Begin at the line that contains "Query: green foliage" and repeat every line from there to the end of the records below, inclusive, without adding any other line.

########

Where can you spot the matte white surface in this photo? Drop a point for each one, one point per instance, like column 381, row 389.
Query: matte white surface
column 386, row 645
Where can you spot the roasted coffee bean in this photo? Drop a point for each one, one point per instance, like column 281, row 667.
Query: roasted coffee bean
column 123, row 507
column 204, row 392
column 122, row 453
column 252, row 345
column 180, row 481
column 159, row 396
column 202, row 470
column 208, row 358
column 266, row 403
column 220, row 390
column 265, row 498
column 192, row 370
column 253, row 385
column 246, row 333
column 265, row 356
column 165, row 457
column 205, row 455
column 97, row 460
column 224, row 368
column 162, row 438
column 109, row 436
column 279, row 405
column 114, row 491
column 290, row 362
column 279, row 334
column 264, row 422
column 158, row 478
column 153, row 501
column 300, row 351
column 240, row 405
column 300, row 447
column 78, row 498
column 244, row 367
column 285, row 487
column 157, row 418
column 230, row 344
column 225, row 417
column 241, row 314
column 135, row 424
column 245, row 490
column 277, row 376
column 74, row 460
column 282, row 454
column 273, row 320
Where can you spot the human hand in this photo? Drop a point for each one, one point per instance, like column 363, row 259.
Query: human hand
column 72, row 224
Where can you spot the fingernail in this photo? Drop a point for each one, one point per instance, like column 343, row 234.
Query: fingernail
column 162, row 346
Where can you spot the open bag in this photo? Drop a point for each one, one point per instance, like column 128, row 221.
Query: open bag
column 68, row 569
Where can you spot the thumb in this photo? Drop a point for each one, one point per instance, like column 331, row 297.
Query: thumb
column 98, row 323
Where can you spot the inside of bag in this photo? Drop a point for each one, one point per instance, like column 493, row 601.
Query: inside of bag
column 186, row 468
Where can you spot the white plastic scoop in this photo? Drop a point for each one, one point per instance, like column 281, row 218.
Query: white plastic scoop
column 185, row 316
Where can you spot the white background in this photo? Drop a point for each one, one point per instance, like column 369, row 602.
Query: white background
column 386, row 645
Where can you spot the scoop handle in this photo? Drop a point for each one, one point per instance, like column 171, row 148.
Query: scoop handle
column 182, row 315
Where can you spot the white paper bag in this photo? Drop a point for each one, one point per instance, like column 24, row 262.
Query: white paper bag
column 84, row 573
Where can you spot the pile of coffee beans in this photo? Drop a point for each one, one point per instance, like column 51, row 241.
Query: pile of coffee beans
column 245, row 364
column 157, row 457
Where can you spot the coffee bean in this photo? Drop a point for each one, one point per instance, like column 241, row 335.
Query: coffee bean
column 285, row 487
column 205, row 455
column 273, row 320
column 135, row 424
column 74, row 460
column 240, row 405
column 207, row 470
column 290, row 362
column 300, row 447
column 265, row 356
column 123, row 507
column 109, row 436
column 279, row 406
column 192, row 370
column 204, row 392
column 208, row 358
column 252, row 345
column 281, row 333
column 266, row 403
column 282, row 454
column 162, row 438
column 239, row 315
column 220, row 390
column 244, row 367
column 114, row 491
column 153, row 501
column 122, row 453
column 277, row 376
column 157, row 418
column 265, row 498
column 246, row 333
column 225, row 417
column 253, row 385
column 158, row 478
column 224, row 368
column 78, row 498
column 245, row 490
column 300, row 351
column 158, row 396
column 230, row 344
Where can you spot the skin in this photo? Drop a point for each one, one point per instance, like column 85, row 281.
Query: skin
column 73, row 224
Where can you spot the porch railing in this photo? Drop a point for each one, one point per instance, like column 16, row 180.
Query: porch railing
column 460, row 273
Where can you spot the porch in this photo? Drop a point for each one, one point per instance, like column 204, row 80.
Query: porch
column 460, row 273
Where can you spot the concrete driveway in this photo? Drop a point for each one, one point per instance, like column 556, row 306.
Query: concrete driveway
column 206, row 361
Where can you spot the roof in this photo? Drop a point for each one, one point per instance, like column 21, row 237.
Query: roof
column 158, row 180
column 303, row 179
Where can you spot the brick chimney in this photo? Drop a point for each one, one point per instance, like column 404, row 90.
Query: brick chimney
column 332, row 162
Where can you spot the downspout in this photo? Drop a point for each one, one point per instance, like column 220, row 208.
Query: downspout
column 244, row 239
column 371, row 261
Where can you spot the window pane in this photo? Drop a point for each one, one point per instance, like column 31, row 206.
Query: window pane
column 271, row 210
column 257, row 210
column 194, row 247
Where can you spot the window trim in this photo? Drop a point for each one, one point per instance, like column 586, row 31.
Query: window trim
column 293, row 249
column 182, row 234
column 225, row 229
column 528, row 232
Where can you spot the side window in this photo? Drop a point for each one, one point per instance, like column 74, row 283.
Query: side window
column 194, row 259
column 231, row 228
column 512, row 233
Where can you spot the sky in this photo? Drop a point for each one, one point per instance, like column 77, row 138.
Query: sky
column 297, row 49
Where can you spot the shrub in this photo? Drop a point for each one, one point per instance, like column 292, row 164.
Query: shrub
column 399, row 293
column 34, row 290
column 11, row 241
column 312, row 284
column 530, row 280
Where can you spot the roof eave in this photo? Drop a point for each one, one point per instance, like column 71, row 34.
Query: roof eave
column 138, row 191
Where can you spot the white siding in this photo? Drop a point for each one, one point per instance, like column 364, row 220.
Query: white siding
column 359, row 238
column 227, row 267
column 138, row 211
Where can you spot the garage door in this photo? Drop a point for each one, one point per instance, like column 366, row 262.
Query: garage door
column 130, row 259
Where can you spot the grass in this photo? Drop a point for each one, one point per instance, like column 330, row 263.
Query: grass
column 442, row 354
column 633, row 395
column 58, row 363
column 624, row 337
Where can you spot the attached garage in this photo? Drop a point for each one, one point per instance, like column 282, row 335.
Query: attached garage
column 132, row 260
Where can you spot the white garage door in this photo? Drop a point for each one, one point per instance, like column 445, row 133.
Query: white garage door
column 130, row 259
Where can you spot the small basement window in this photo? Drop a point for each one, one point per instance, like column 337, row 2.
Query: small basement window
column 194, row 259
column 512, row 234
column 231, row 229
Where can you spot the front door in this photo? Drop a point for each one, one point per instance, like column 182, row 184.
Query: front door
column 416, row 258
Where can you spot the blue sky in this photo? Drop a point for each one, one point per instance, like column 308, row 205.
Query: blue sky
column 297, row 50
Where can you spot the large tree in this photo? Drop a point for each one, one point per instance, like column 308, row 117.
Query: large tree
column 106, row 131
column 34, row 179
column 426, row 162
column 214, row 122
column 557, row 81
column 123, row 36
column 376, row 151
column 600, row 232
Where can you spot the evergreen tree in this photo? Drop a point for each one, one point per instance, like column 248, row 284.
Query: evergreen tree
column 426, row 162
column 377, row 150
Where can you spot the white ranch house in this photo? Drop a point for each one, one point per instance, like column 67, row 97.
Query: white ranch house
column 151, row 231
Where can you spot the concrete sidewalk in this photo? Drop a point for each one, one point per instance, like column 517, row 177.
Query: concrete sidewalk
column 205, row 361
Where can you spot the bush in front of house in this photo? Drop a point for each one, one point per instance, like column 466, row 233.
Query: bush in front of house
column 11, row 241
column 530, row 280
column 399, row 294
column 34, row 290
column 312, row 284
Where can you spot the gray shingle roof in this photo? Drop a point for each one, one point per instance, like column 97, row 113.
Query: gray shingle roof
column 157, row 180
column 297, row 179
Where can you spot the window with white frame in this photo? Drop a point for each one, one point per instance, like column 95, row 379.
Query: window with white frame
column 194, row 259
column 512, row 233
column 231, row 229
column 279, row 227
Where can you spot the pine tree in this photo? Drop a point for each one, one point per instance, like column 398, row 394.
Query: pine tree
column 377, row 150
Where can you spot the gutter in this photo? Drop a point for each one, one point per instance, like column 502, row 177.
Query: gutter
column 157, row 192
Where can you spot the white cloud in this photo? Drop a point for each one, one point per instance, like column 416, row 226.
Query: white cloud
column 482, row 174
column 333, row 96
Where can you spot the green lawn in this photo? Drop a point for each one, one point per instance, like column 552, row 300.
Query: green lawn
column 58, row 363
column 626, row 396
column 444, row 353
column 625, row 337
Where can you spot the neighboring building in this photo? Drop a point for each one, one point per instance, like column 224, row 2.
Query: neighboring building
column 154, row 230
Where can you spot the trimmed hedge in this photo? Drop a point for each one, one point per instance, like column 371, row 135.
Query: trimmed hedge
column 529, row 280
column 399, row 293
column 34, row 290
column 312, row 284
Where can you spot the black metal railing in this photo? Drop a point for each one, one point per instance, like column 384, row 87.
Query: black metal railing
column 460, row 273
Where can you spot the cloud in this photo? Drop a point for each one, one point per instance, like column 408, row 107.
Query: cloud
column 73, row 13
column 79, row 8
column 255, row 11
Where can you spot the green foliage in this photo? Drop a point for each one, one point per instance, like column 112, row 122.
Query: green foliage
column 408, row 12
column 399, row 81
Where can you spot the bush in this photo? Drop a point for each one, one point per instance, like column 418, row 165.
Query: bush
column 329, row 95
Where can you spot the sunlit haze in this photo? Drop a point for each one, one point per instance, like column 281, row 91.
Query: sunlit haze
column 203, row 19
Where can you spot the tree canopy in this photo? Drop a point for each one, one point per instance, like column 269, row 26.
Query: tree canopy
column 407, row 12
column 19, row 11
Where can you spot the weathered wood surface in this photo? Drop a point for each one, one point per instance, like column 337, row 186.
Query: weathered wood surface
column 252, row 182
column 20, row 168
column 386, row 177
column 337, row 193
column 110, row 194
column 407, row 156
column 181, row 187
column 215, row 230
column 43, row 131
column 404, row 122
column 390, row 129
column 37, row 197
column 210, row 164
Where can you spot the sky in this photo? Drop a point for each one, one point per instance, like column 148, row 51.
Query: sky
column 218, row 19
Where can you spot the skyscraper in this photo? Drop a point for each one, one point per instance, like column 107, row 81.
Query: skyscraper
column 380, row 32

########

#### Response to the task:
Query: green foliage
column 408, row 12
column 399, row 81
Where can you spot the bush in this photo? Drop a point for each one, one point per instance, like column 418, row 165.
Query: bush
column 329, row 95
Where can you spot the sunlit haze in this photo? Drop a point for each one, one point per instance, like column 281, row 91.
Query: sunlit haze
column 203, row 19
Where can you spot the tree canopy in this photo? Drop a point for each one, one point per instance, like column 269, row 26.
Query: tree canopy
column 407, row 12
column 19, row 11
Where can you spot the weathered wood surface in this photo? Drop a point for each one, one point per instance, like column 337, row 186.
Query: weathered wood surface
column 252, row 182
column 20, row 168
column 386, row 177
column 337, row 193
column 110, row 194
column 407, row 156
column 181, row 187
column 215, row 230
column 43, row 131
column 404, row 122
column 390, row 129
column 37, row 197
column 210, row 164
Where can you spot the sky in this photo? Drop a point for each one, one point per instance, like column 148, row 51.
Query: sky
column 218, row 19
Where can you spot the skyscraper in this photo? Drop a point for each one, one point per instance, like column 107, row 81.
Query: skyscraper
column 380, row 32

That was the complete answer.